Watch For An Economic Slowdown In China Next Week – PMI Will Be Important

May 25, 2011

The last four trading days have been weak and the market is trading at a new low for the month. It is also below the 50-day moving average. Earnings season is over and traders are focusing on economic releases.

Monday, we learned that China’s economy is starting to slow. In a “flash release”, the PMI fell from 51.8 to 51.1. June 1st, the actual number will be released and it could disappoint the market. This “flash release” caused the market selloff on Monday.

China is keeping a lid on electricity prices and utility companies are not producing. Coal prices have surged and utilities don’t want to lose money. It’s projected that 20% of utility companies will go broke in the next year if this continues. This is just another example of how China subsidizes growth. A severe drought is also reduced hydroelectric power. Shortages plague the country and electricity is being rationed. This will impact production.

The earthquake in Japan will start to impact future economic statistics. China has been progressively tightening this year and the combination of all these events that lead to a sharp economic slowdown. Next Wednesday’s PMI could create selling pressure.

Subsides are leading to over-expansion. Instead of tightening, China should simply let prices fluctuate. They know this would lead to inflation and unrest. There is a rumor that China might increase gasoline prices by 10%. In emerging economies, food and energy comprise almost 40% of disposable income vs. less than 20% in the US. This would have an immediate impact on consumption.

Next Wednesday, ADP employment will be released. Last month, it came in below analysts’ estimates. Initial jobless claims have been increasing and that does not bode well for next week’s Unemployment Report.

This morning, durable goods orders fell 3.6% and that was worse than the 2% decline analysts were looking for. This number is very volatile (it was up 4.4% last month) and traders tend to discount it. GDP is expected to climb from 1.8% to 2% tomorrow. It won’t influence the market much.

§ **Exercise 1**
Answer the following from the market commentary on China:
(a) In the "flash release," what value did the PMI fall from, and what value did it fall to?
(b) What share of utility companies is projected to go broke in the next year if the situation continues?
(c) By how much did durable goods orders fall this morning, and what decline had analysts expected?
§ **Exercise 2**
Reproduce the market commentary on China from "Next Wednesday, ADP" to "the market much.".
§ **Exercise 3**
Write the next part of the market commentary on China, picking up after its final sentence.

§ **Data block**

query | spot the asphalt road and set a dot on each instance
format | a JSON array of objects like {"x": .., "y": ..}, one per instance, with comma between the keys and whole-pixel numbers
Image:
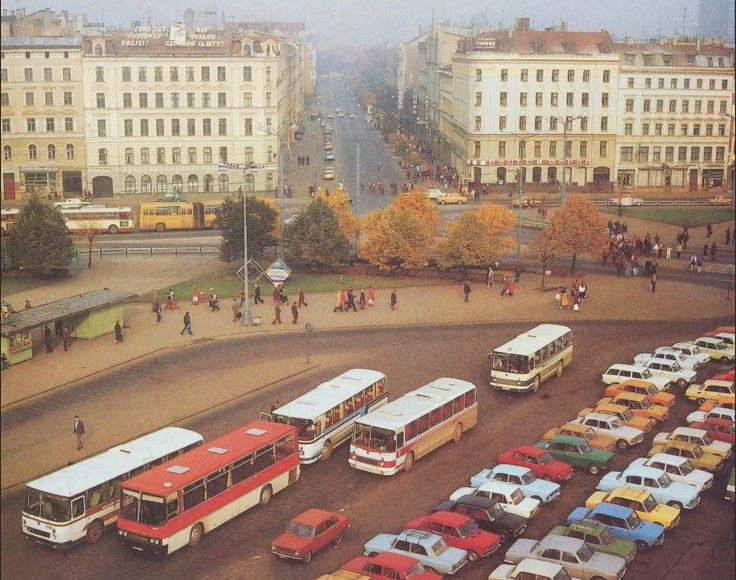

§ **Result 1**
(a) 51.8 to 51.1
(b) 20%
(c) 3.6%; analysts expected a 2% decline

§ **Result 2**
Next Wednesday, ADP employment will be released. Last month, it came in below analysts’ estimates. Initial jobless claims have been increasing and that does not bode well for next week’s Unemployment Report.

This morning, durable goods orders fell 3.6% and that was worse than the 2% decline analysts were looking for. This number is very volatile (it was up 4.4% last month) and traders tend to discount it. GDP is expected to climb from 1.8% to 2% tomorrow. It won’t influence the market much.

§ **Result 3**
Credit problems in Europe continue to fester. Standard & Poor’s downgraded Italy’s debt this week and a Chinese rating agency downgraded England’s debt. Greece may extend bond maturities for current bondholders (they will have to wait longer to get paid back) and that restructuring could create issues for credit default swaps (CDS). As long as the credit problem is contained the smaller nations, fear will be manageable. I monitor interest rates in Spain and Italy on a daily basis. If 10-year bond yields climb above 6.5% (currently 5.5%) a massive credit crisis will be less than a year away. We have not reached that point yet and I believe we will be safe through 2011.

Next week, the House will vote on a $2 trillion debt ceiling increase. It will not include any budget cut guarantees and it will not get passed. Republicans want to demonstrate that the debt ceiling will not get raised without budget cuts. In a US News & World Report article, Republican sources see debt ceiling negotiations extending into September. That is past the August 2nd deadline and we would be in default. This goes to show you how ignorant our politicians are. If the debt ceiling does not get raised before August 2, we will have a massive market meltdown. Republicans will be blamed for the crisis and they will cave in.

I’m all for budget cuts, but Republicans have picked the wrong battlefield. They do not have any leverage and this game of “chicken” could severely backfire in the 2012 elections. From a trading standpoint, I would love to see this unfold. I will load up on September out of the money puts and I will pivot into calls after the market hits a deep air pocket. The debt ceiling has been raised for decades and it will get raised again. Stocks will be cheap and I will pivot into calls because I am expecting a rally into the end of the third year of a Presidential term. Historically, this has been a great time to own stocks because the incumbent attempts to reach across the aisle.

For now, I see trouble ahead. I am long puts and I will add to my positions Friday and Tuesday. The market has a tendency to rally on light volume ahead of major holidays. The disappointing durable goods number this morning was quickly dismissed and stocks are trading higher.

Look for quiet trading and a decline in implied volatilities heading into the weekend. As long as the SPY stays below 135, I am comfortable owning puts. My positions are relatively small (20% allocation) and I will not add unless I see deteriorating economic conditions in China. That event would pressure stocks this summer and commodity stocks/heavy equipment/industrials would get hit hard.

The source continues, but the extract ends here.